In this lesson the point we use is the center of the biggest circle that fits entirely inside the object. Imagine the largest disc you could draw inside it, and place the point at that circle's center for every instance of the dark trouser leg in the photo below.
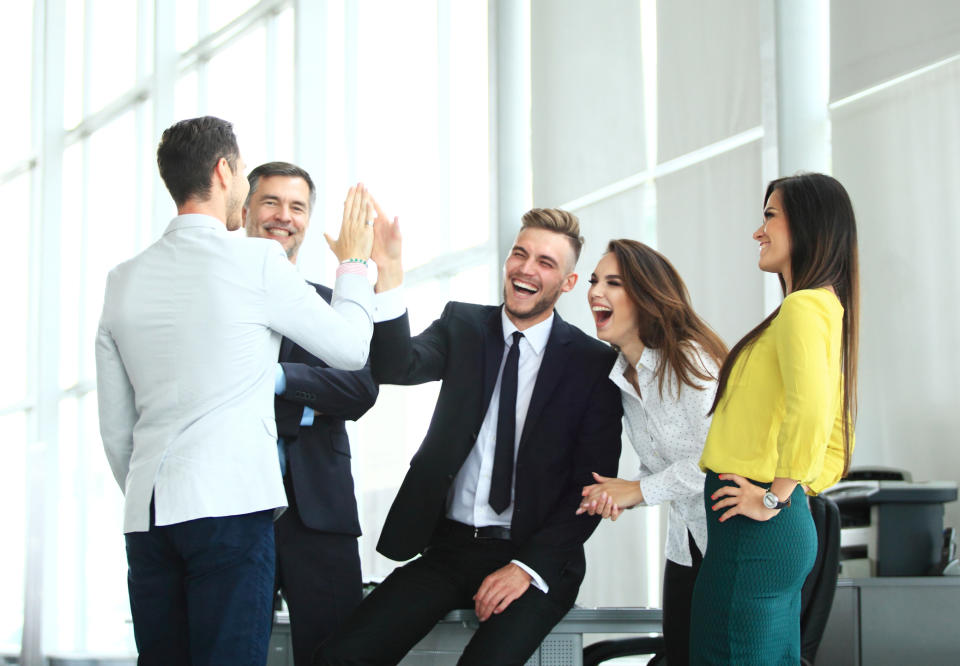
(511, 637)
(678, 582)
(398, 613)
(320, 577)
(158, 603)
(230, 576)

_ _ _ _

Every line of the data above is to be repeated exactly; the images are to be left out.

In this lesson the point we use is the center of the biggest circle that fits entirely inside the object. Imagine the largest disc you could draw inside it, and place the point at that circle's center for every instance of the dark trouser leg in the photo below.
(511, 637)
(678, 582)
(398, 613)
(320, 577)
(158, 603)
(230, 576)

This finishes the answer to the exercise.